Aim: Which lines below contain the word "leaves"? Pull out each of them and copy it in full.

Excerpted records:
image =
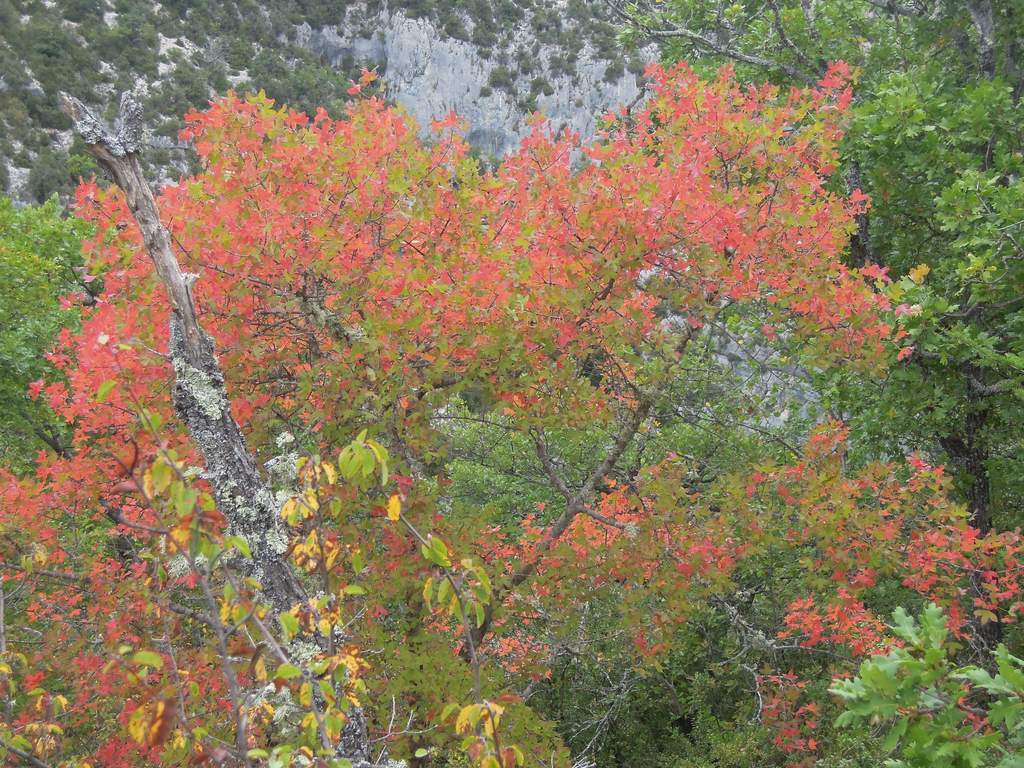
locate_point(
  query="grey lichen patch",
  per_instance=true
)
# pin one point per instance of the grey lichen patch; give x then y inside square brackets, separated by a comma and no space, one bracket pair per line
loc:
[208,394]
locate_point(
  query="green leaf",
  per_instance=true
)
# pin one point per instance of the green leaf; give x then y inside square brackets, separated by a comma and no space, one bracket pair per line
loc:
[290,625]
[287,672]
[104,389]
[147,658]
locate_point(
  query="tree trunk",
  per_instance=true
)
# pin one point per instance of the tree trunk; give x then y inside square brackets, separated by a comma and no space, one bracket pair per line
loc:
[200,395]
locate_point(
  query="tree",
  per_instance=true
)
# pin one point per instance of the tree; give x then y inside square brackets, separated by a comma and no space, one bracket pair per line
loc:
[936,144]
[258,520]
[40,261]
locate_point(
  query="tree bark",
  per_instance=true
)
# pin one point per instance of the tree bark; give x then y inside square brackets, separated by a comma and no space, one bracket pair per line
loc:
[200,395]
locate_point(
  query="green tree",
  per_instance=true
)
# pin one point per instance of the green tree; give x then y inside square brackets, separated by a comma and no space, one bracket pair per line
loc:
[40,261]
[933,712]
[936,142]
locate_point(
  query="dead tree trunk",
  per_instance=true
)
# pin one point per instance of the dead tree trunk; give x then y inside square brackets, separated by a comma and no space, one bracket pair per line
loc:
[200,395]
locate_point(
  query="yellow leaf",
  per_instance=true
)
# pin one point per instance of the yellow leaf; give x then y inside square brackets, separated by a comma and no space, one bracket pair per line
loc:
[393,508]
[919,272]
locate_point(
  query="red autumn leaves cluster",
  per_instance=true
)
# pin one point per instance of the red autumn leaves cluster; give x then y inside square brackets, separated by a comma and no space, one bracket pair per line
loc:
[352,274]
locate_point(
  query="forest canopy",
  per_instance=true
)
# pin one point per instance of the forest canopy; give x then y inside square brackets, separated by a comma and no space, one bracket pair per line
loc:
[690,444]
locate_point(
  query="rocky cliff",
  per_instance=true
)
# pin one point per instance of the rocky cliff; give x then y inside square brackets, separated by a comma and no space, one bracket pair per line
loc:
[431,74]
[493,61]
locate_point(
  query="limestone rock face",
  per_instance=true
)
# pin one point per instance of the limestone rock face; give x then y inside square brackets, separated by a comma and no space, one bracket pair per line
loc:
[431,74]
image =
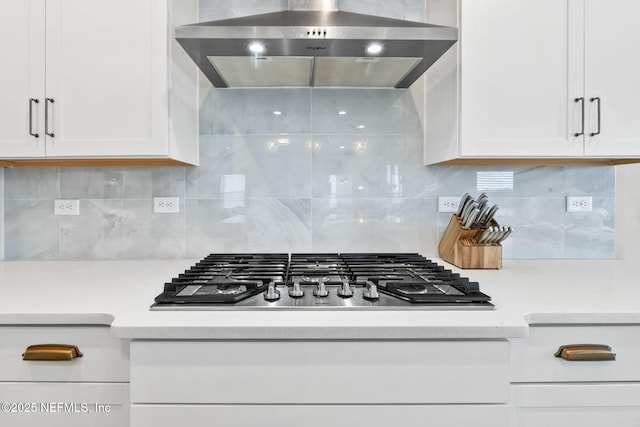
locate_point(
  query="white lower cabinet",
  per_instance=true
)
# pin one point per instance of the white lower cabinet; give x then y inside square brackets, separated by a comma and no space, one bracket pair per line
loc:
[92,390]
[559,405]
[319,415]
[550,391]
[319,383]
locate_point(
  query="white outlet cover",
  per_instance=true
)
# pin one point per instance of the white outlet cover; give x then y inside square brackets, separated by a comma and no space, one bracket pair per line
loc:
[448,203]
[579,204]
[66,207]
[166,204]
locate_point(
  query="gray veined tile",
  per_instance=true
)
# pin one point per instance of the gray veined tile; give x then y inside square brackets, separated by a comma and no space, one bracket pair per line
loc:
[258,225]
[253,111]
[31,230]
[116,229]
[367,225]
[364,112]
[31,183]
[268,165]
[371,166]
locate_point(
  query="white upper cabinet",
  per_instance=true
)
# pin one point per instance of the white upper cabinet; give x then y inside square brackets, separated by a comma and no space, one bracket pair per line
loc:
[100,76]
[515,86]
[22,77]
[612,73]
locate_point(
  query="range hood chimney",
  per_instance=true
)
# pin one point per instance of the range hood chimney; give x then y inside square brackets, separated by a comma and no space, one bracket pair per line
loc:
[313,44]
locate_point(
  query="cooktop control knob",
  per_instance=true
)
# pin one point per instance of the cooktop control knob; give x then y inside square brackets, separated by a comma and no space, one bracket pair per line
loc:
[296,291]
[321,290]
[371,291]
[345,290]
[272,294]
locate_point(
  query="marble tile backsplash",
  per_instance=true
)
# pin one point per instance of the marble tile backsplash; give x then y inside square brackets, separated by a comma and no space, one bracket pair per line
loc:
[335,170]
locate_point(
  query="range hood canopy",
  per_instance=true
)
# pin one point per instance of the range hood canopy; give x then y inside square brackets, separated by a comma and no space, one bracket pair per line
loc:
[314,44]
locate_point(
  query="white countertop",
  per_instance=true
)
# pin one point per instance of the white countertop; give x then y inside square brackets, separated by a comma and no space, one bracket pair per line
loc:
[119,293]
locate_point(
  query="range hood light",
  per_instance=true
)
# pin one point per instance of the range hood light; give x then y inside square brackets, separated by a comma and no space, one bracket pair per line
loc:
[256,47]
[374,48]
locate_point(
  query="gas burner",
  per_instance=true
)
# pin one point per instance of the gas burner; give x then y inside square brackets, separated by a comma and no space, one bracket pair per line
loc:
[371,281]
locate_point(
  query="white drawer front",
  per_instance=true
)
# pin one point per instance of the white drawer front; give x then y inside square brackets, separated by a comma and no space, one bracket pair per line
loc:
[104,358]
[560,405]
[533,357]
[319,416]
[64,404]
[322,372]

Reply to the exercise:
  query="red autumn leaves cluster",
# pin one point per instance of the red autumn leaves cluster; give x then y inside square brackets, separated by a comma and no space, one bracket pair per line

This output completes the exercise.